Philosophers are not the only ones that have read the Consolation this way. Even recent literary theoristsexpound on it in light of its supposed genre, taking a literal tack to the characters’ arguments. Jo-Marie Claassen, in Displaced Persons (1999), believes that the title and genre of the Consolation are pretty straightforward. There is nothing ironic or subtle about Boethius’ turn from an Ovidian elegiac to Philosophical dialogue. Rather, this turn is transparently underscored by his rejection to use anything “remotely Ovidian” until the last poem of Book III (III.m.12). There, Boethius recounts Orpheus’ heroic, yet tragic, descent into hell to rescue his lover, Eurydice. Orpheus is successful in recovering Eurydice, but is warned against looking upon her until they surface from the cave, which in his love Orpheus is unable to do, thus losing Eurydice. “Who can give lovers laws? / Love is a greater law unto itself.” Claassen reminds us that the singer Orpheus gains the freedom of Eurydice through song, but is unable to keep her, “incapacitated by the very emotion, romantic love, that had sent him to look for her.” Both T. F. Curley and Claassen argue that Boethius’ inclusion of this poem, his final tribute to the elegiac, is his way of forgoing, once and for all, the possibility of ascent through poetry. He resolutely identifies the Orphic character with his state at the beginning of the Consolation. He has since recommitted himself to Philosophy. He now has no pretension that poetry might harbor some ability foreign to or greater than Philosophy’s own abilities. “Ovidian ‘truth’ apparently pales before the ‘truth of philosophy’.”
Claassen gives no defense for her particular typological interpretation of Orpheus. One wonders if Orpheus must be read as an exemplar of the poets, or if it is clear that Boethius read him that way? Nor does she explain her sharp dichotomy between poetry and philosophy. Does Boethius tell the poem in order to draw attention to poetry as such, or does he tell the poem to reference – and possibly counterpoint – the end of the tragic Orphic quest? More problematic is her understanding of how Boethius reads the Orphic figure. Whereas Claassen would have us read Boethius as replacing Orpheus, qua poetry, with Philosophy, one finds countless instances of philosophers and theologians in the Christian tradition reading Orpheus as a Christological figure-Jesus Christ, the perfect Orpheus, is able to rescue his lover, the world, from hell. And while we do not have an overt hermeneutic of the Orphic type, Claassen gives no support for why one should so easily dismiss that Boethius’ interpretive methods might have been concomitant with his Christian theological commitments.
Claassen concludes that Philosophy is ultimately successful in her act of consolation. She leads Boethius to the good, a sign that the author Boethius had already found peace with his imprisonment and impending death._ Claassen is confident of this interpretation, even despite the complexities of the Menippean format. As I will demonstrate below, however, the satirical and dialogical structure of the Consolation create nuances, resonances, and complexities for which Claassen can only unsatisfactorily account in her straightforward, didactic reading. By neglecting the impact of the dialogue, the Menippean form, and similarities to Biblical wisdom literature in her interpretation, she is forced to either ignore the weaknesses in Philosophy’s arguments, or dismiss them as poor writing on Boethius’ part.
10 Responses so far
11:40 pm
Dan,
Thanks for your provocative posts on this topic. I’m puzzled by a couple of things.

........

### Things to do
1 - In the excerpt on Boethius' Consolation, translate this sentence into Spanish: "Claassen concludes that Philosophy is ultimately successful in her act of consolation."
2 - Copy the lines of the rows below, from the line with "Note: point out the roman" through the last line of the rows, including both.

........

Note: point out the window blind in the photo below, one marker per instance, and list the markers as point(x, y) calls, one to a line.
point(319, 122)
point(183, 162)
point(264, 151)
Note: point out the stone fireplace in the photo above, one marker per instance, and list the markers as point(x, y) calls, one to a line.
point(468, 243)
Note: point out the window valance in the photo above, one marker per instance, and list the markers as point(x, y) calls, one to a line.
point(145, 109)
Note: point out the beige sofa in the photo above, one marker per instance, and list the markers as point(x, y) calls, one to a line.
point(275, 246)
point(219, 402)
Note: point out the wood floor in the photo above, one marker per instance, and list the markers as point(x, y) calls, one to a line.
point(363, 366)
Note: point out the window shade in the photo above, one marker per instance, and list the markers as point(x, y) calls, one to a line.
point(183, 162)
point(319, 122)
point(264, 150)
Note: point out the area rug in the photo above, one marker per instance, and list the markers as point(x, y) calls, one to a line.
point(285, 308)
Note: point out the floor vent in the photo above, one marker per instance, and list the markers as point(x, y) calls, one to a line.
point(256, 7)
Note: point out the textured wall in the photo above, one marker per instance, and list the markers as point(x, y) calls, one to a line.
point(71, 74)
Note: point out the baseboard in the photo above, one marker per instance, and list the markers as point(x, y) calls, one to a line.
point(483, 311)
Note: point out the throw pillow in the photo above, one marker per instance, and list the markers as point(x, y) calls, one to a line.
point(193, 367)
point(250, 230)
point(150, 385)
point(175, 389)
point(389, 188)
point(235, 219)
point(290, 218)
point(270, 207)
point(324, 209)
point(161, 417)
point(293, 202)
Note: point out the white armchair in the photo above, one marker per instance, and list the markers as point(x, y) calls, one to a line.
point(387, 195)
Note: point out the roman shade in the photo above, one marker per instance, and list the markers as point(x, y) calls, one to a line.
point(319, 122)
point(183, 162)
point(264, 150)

........

### Expected responses
1 - Claassen concluye que la Filosofía tiene, en última instancia, éxito en su acto de consolación.

2 -
Note: point out the roman shade in the photo above, one marker per instance, and list the markers as point(x, y) calls, one to a line.
point(319, 122)
point(183, 162)
point(264, 150)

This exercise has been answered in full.